### WHAT YOU ARE ASKED TO DO
Scan each line of the entries below for the word "flat" and count the ones where it appears. The answer is that number alone.

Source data
==*==

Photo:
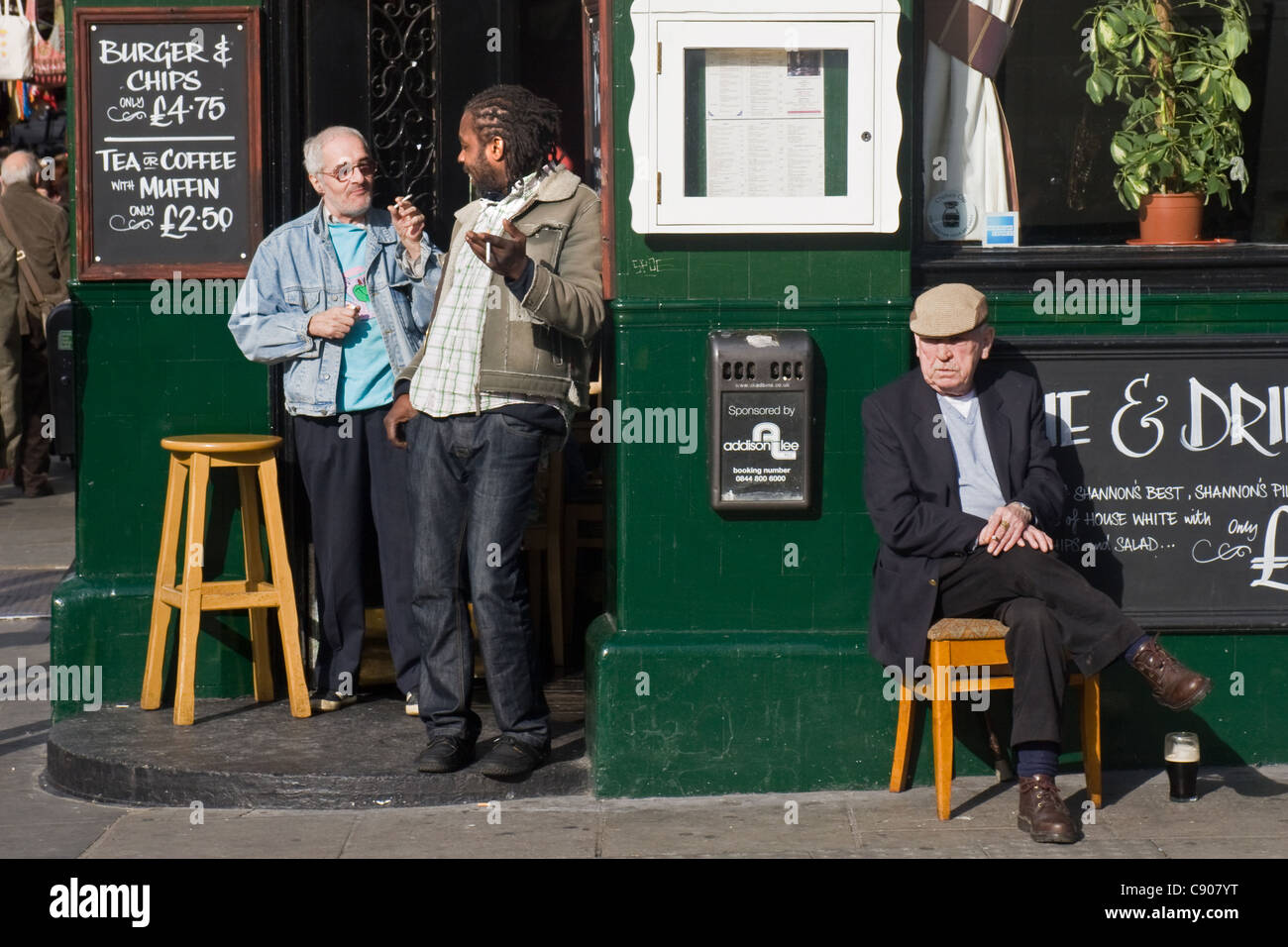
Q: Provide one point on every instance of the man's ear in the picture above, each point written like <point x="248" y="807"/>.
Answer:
<point x="990" y="335"/>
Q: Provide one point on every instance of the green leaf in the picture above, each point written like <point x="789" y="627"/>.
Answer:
<point x="1239" y="93"/>
<point x="1234" y="40"/>
<point x="1106" y="37"/>
<point x="1117" y="24"/>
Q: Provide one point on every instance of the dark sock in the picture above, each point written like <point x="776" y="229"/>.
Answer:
<point x="1136" y="646"/>
<point x="1035" y="758"/>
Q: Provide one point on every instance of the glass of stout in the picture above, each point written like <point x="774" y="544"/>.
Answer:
<point x="1181" y="754"/>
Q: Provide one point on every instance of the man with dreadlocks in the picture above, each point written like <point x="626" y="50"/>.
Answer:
<point x="502" y="368"/>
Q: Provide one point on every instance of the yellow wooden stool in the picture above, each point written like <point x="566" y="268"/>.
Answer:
<point x="978" y="643"/>
<point x="249" y="454"/>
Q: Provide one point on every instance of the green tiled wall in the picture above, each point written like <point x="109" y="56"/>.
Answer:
<point x="141" y="377"/>
<point x="719" y="669"/>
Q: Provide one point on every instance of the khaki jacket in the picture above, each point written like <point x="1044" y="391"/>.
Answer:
<point x="540" y="346"/>
<point x="42" y="228"/>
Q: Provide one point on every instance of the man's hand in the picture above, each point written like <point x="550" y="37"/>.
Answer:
<point x="410" y="224"/>
<point x="334" y="322"/>
<point x="399" y="412"/>
<point x="1037" y="539"/>
<point x="506" y="257"/>
<point x="1005" y="528"/>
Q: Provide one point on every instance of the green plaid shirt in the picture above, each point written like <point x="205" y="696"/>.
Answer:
<point x="447" y="380"/>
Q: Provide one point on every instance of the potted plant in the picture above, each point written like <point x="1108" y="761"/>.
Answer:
<point x="1180" y="142"/>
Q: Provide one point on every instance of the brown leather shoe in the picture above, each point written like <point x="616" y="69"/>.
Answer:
<point x="1175" y="685"/>
<point x="1042" y="813"/>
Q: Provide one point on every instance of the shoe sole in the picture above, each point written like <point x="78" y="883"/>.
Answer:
<point x="1194" y="701"/>
<point x="1056" y="839"/>
<point x="327" y="706"/>
<point x="436" y="767"/>
<point x="446" y="766"/>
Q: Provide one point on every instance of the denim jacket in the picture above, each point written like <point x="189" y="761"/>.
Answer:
<point x="295" y="274"/>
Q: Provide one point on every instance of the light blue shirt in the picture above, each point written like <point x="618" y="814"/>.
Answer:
<point x="977" y="478"/>
<point x="366" y="377"/>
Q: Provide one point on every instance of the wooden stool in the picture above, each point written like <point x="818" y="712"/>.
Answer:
<point x="198" y="453"/>
<point x="978" y="643"/>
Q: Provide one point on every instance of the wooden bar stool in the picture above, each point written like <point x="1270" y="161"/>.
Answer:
<point x="973" y="643"/>
<point x="250" y="454"/>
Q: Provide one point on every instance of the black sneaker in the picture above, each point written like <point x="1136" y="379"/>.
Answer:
<point x="510" y="758"/>
<point x="330" y="699"/>
<point x="446" y="755"/>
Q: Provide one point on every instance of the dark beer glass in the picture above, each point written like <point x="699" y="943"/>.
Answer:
<point x="1181" y="755"/>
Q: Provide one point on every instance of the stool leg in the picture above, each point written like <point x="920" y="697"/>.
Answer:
<point x="189" y="613"/>
<point x="160" y="625"/>
<point x="286" y="616"/>
<point x="263" y="673"/>
<point x="1091" y="737"/>
<point x="941" y="725"/>
<point x="902" y="740"/>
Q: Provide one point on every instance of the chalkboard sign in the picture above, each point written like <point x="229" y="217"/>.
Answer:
<point x="167" y="144"/>
<point x="1176" y="460"/>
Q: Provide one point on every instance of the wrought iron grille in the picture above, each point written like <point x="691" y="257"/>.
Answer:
<point x="404" y="98"/>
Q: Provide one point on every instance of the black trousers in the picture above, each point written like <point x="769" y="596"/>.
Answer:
<point x="34" y="450"/>
<point x="355" y="476"/>
<point x="1050" y="611"/>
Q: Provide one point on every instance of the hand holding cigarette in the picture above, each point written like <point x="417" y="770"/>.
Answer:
<point x="503" y="256"/>
<point x="408" y="223"/>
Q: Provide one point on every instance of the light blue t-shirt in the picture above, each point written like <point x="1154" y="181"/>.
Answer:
<point x="977" y="476"/>
<point x="366" y="376"/>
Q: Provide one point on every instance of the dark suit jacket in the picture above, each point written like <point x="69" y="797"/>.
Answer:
<point x="910" y="482"/>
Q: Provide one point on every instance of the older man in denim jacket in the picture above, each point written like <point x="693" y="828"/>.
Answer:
<point x="343" y="295"/>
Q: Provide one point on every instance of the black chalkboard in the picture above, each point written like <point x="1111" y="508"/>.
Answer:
<point x="167" y="146"/>
<point x="1176" y="460"/>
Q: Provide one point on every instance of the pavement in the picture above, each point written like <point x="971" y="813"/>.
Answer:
<point x="1240" y="813"/>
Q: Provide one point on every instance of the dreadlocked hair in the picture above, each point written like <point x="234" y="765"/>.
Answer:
<point x="527" y="124"/>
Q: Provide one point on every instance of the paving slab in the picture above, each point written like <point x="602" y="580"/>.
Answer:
<point x="728" y="826"/>
<point x="489" y="828"/>
<point x="224" y="834"/>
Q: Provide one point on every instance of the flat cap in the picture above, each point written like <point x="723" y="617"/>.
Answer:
<point x="948" y="309"/>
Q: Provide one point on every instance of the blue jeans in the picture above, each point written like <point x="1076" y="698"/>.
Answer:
<point x="471" y="482"/>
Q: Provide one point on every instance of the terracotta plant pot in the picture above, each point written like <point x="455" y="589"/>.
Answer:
<point x="1171" y="218"/>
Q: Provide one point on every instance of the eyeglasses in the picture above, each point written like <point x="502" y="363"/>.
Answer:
<point x="343" y="171"/>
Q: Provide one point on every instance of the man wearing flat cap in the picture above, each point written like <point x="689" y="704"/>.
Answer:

==*==

### RESULT BELOW
2